## Directions
Throughout the listing that follows, find each line with the word "pink" and copy it.

*** Begin section ***

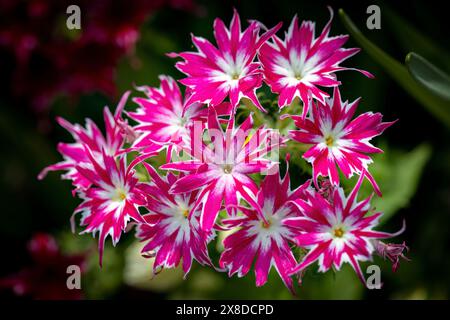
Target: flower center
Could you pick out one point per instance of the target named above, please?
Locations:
(228, 168)
(338, 232)
(119, 195)
(329, 141)
(266, 224)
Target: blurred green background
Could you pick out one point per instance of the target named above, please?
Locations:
(413, 172)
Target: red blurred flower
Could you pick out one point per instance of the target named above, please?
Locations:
(46, 279)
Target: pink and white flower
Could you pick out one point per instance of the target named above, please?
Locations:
(336, 139)
(172, 233)
(229, 70)
(262, 234)
(297, 65)
(91, 137)
(163, 120)
(338, 231)
(222, 172)
(112, 199)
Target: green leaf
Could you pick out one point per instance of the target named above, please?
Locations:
(428, 75)
(434, 104)
(398, 174)
(412, 39)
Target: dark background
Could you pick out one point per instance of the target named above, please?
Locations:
(29, 136)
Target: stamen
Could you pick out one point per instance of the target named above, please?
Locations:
(228, 168)
(338, 233)
(329, 141)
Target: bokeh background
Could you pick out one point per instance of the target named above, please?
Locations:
(48, 71)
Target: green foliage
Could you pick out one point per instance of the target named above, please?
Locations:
(429, 76)
(438, 106)
(398, 175)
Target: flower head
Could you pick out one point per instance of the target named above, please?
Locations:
(297, 65)
(162, 119)
(229, 70)
(336, 139)
(92, 138)
(171, 233)
(262, 233)
(338, 232)
(221, 173)
(112, 199)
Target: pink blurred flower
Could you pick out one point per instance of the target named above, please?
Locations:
(46, 278)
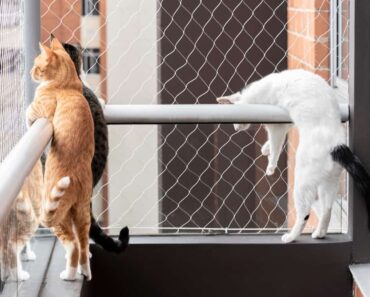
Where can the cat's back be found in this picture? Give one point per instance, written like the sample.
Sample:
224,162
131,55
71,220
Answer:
308,97
73,123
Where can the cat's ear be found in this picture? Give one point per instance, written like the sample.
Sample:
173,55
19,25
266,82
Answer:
45,50
56,44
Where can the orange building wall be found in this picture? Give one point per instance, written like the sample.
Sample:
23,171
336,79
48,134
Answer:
308,48
62,18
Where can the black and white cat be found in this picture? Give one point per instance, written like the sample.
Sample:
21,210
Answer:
321,153
100,157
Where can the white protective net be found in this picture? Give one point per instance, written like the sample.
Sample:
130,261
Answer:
12,106
198,178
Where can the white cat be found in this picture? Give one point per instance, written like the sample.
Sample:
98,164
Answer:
314,110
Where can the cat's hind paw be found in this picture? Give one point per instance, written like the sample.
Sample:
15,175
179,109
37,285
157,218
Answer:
29,256
286,238
102,103
86,271
318,234
270,170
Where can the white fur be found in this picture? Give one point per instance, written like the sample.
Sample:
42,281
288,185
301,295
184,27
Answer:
70,273
313,108
29,254
17,273
102,103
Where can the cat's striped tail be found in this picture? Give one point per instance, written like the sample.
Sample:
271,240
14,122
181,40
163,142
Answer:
343,155
52,202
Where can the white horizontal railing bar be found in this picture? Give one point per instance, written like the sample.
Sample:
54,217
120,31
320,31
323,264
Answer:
20,162
200,113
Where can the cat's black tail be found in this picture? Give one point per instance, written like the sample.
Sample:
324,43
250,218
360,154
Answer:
107,242
349,161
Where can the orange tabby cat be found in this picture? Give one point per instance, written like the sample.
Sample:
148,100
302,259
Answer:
19,226
68,176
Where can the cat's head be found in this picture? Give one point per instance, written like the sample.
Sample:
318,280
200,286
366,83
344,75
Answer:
53,63
76,55
234,99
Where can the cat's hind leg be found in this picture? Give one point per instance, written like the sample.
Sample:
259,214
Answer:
327,192
82,223
29,254
16,272
276,136
64,232
304,196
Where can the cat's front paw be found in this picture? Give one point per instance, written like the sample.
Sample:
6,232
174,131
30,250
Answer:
102,103
265,149
318,234
86,271
29,256
286,238
69,274
23,275
270,170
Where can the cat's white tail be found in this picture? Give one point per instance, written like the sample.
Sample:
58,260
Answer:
59,189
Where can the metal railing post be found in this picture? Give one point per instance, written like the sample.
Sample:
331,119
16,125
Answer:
31,38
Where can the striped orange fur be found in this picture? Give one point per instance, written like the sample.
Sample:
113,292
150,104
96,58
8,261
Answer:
68,177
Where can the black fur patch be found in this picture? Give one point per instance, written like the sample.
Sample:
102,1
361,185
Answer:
100,157
343,155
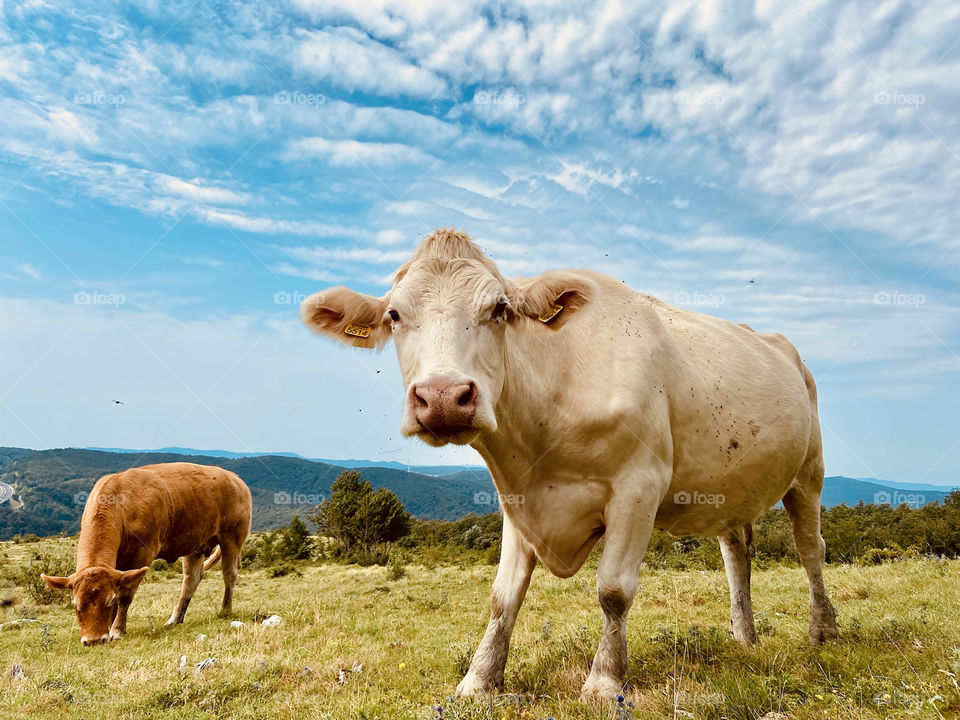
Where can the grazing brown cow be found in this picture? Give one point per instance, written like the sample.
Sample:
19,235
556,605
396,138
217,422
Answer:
600,412
170,510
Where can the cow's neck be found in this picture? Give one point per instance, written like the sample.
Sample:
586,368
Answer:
100,539
528,411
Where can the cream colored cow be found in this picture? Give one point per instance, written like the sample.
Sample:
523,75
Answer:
603,413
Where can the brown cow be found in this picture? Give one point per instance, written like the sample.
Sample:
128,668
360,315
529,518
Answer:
170,510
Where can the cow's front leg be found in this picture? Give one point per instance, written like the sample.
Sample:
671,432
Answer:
629,524
119,627
517,561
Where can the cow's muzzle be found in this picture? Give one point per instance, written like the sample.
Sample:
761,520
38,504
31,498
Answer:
444,409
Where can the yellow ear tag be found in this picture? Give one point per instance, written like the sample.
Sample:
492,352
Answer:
550,314
357,330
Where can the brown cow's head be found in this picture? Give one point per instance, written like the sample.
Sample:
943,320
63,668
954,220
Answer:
94,597
448,313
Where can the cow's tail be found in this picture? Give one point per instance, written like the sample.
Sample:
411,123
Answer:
212,560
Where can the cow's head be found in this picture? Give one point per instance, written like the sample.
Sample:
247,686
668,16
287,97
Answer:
448,313
94,597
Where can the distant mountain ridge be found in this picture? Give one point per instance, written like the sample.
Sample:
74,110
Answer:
50,486
422,469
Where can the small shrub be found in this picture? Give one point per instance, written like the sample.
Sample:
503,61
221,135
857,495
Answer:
396,569
28,577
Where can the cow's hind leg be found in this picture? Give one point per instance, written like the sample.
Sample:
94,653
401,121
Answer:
192,574
802,502
629,524
230,565
735,548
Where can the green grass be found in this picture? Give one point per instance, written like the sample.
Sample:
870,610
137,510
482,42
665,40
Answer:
414,637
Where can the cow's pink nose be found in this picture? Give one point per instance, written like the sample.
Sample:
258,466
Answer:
445,407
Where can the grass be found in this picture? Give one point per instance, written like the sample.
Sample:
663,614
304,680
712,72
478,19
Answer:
411,638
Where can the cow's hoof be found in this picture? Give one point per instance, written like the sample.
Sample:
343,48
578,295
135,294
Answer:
472,685
597,689
820,634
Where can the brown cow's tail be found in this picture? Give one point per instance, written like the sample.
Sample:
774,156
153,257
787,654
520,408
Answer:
212,560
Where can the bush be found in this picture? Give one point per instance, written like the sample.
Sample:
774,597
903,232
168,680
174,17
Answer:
28,577
396,569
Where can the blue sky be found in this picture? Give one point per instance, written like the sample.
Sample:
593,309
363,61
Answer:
174,177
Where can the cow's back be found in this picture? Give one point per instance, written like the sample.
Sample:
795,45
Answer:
629,377
179,508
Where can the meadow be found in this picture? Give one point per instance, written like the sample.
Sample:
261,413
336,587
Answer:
374,642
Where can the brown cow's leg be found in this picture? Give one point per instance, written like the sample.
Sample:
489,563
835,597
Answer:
192,574
735,548
803,505
629,526
230,564
119,627
517,561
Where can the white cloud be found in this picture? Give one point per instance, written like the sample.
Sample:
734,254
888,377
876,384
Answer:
201,192
351,60
352,153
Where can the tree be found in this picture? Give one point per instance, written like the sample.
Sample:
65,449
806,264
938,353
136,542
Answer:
358,516
295,541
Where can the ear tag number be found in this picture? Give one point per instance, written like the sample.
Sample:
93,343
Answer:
357,330
551,313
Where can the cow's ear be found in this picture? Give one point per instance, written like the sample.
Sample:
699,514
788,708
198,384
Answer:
347,316
553,298
57,583
130,578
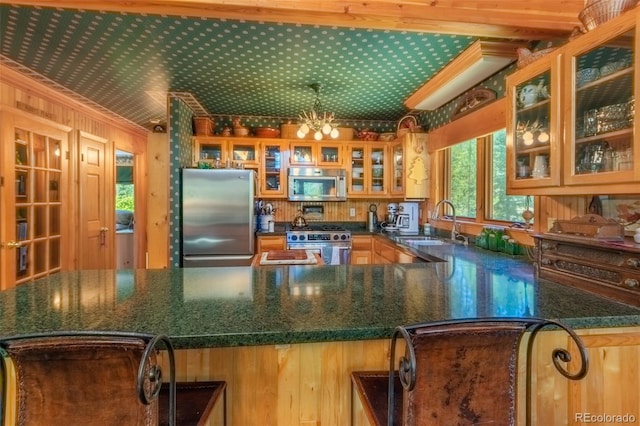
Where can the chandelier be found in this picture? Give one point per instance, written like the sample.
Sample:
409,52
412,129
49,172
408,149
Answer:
317,120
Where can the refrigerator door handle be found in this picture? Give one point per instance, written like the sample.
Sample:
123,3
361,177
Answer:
220,257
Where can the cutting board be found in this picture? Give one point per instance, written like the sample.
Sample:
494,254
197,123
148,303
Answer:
288,257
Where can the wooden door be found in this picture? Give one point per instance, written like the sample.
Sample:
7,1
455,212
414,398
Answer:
32,201
94,251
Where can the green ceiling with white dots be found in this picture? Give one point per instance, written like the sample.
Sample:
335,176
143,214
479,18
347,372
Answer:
231,67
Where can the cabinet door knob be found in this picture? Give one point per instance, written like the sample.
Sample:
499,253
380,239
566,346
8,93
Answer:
631,283
12,244
634,262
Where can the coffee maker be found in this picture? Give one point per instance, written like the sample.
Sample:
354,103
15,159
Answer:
407,218
392,211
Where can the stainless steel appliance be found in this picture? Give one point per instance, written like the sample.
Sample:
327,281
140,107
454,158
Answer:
332,242
313,184
217,217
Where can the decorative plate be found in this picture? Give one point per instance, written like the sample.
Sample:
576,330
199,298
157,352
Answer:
407,123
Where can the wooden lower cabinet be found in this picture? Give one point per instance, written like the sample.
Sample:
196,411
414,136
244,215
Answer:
304,384
270,242
361,249
385,251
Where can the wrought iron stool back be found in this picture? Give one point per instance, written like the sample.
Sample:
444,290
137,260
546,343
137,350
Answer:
464,372
89,378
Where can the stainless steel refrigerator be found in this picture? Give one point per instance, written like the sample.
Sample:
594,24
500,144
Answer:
217,217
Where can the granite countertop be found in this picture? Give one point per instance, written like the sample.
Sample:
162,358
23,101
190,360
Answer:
232,306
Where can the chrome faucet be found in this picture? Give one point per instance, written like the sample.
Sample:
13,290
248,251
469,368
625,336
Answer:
455,234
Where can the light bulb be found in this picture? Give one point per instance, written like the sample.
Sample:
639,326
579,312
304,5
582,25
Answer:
543,137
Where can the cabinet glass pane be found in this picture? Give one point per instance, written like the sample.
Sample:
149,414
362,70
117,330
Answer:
54,253
22,151
329,154
41,187
302,154
54,154
357,169
39,221
40,150
54,220
22,186
22,260
54,185
40,256
605,107
211,152
377,170
244,153
533,112
398,174
272,167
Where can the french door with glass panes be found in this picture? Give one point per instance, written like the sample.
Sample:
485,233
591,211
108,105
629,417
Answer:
32,196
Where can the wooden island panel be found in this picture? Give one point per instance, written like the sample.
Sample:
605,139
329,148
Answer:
304,384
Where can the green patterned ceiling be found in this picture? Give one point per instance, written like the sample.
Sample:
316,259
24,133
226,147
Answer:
122,62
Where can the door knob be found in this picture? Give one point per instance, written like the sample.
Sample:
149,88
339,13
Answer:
12,244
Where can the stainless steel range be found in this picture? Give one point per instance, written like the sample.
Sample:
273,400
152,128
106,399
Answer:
332,242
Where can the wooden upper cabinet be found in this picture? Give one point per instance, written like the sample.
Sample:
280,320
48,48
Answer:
582,96
370,166
321,154
533,126
600,90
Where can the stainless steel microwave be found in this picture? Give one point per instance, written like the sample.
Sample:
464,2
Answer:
313,184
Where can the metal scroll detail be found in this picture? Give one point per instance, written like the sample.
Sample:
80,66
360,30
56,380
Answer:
561,357
150,376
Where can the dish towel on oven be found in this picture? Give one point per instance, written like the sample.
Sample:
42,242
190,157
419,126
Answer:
331,255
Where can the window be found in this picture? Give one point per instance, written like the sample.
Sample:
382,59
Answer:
502,206
464,189
463,177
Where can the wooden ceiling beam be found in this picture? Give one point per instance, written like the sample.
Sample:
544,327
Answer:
513,19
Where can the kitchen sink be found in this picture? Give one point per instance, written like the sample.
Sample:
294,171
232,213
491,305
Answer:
420,240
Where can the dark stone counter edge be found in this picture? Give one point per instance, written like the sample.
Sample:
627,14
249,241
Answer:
318,336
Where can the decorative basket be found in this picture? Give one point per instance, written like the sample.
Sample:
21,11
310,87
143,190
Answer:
204,126
600,11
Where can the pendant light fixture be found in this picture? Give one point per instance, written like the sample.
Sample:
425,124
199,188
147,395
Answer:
317,120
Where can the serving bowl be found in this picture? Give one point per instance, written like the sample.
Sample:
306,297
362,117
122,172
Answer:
267,132
587,75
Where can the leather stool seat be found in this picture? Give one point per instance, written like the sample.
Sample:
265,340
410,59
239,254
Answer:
194,402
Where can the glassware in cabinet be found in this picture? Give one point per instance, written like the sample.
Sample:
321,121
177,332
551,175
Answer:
272,170
600,145
533,126
243,153
303,153
356,181
397,172
330,154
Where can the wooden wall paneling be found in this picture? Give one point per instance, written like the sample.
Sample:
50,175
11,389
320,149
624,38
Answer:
157,178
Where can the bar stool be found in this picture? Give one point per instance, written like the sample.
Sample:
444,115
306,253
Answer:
457,372
102,378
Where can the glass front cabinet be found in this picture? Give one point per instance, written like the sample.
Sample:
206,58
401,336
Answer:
571,116
367,175
533,120
600,82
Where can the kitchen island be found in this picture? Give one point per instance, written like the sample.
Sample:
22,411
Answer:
286,337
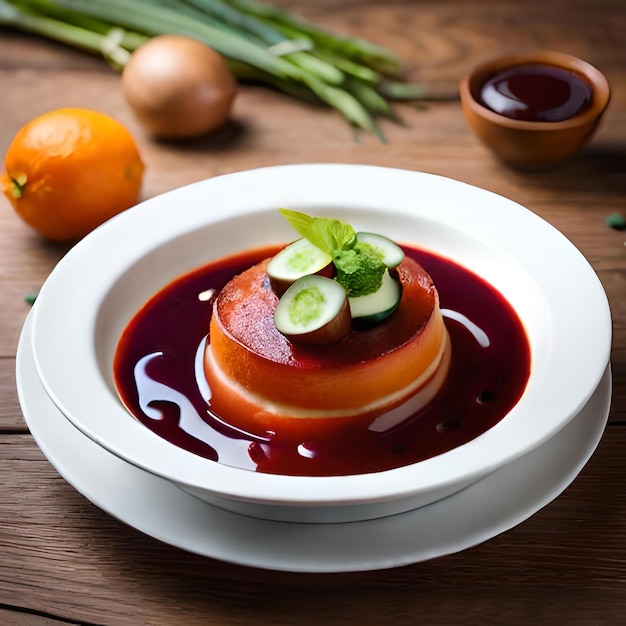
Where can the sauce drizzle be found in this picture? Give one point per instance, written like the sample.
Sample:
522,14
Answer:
159,377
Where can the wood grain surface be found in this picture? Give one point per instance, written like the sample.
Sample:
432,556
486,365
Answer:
63,560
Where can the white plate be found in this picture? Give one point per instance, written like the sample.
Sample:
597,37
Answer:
159,509
92,293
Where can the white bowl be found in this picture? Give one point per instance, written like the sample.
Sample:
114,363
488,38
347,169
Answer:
95,290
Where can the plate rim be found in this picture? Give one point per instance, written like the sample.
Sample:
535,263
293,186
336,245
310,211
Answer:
246,485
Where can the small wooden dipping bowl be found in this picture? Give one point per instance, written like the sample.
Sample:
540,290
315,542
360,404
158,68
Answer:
533,145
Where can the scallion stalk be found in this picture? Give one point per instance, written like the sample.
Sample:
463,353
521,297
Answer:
261,42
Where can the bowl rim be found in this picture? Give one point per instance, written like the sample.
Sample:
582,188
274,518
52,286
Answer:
68,304
474,79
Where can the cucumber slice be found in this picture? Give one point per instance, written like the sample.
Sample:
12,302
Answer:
314,311
376,306
298,259
392,252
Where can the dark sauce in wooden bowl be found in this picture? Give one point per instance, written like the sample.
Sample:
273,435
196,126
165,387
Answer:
159,376
536,93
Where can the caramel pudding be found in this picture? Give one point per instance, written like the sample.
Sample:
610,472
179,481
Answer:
269,383
160,378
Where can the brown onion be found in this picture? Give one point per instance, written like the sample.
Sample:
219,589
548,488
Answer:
178,87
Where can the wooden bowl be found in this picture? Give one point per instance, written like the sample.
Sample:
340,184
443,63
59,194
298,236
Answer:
533,145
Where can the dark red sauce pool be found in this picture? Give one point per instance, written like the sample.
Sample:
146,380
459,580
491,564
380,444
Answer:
536,93
158,373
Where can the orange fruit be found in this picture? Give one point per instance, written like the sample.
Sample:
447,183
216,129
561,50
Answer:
69,170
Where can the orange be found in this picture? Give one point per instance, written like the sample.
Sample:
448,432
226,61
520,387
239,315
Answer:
69,170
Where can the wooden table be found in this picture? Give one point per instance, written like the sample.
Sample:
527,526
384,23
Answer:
63,559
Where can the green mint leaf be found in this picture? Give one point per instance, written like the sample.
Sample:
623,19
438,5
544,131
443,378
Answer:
328,234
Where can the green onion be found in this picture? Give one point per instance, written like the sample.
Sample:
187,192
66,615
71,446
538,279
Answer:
261,42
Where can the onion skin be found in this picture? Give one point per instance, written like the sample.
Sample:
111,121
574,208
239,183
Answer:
178,87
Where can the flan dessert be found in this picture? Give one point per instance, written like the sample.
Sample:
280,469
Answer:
382,365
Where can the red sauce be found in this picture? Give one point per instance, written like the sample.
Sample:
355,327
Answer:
536,93
157,378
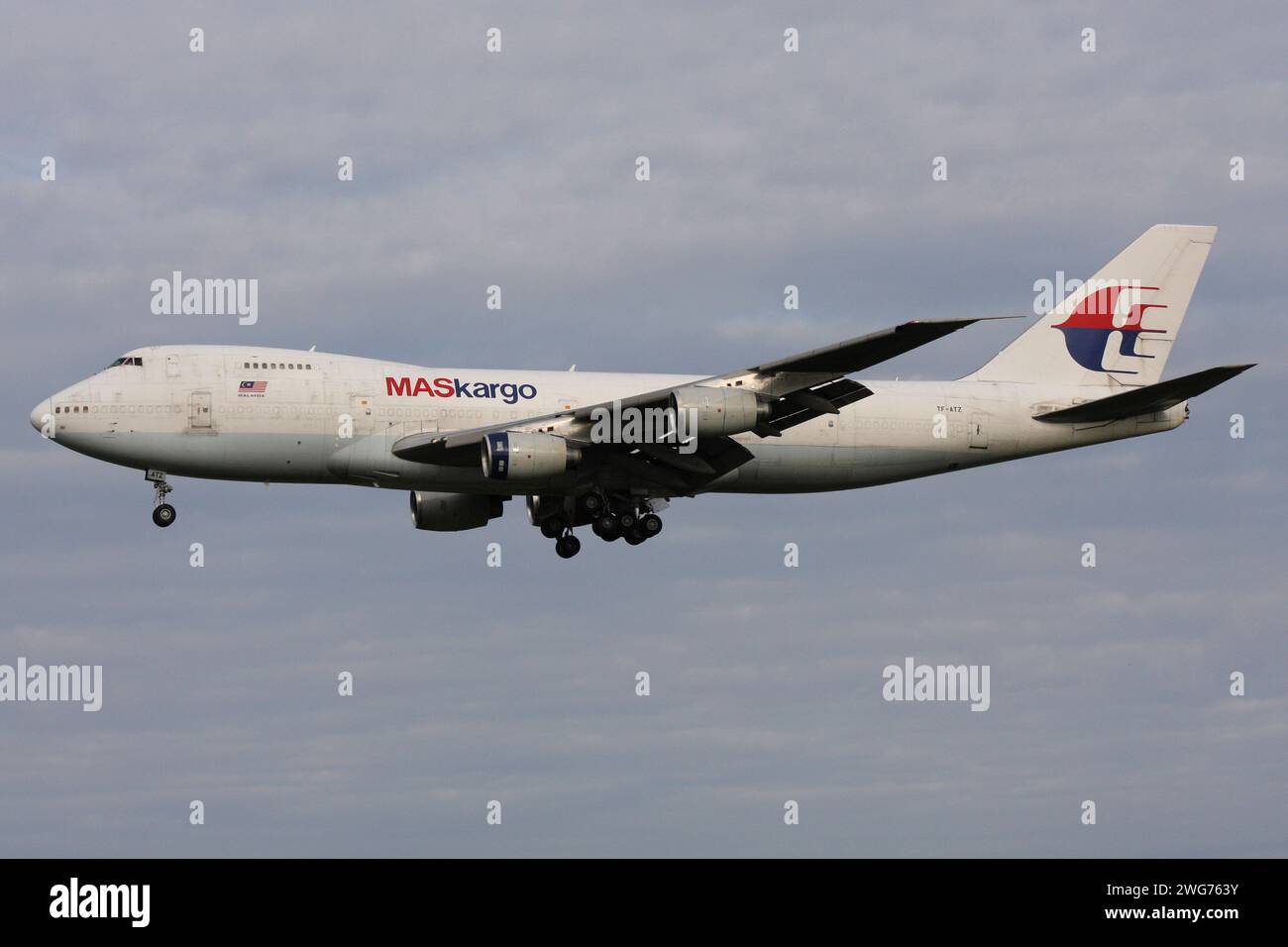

*** End section ***

## Answer space
Target: pink and white flower
Target: pink blurred flower
Where can the cow's pink nose be found in this picture? Give one point per instance, written like the sample.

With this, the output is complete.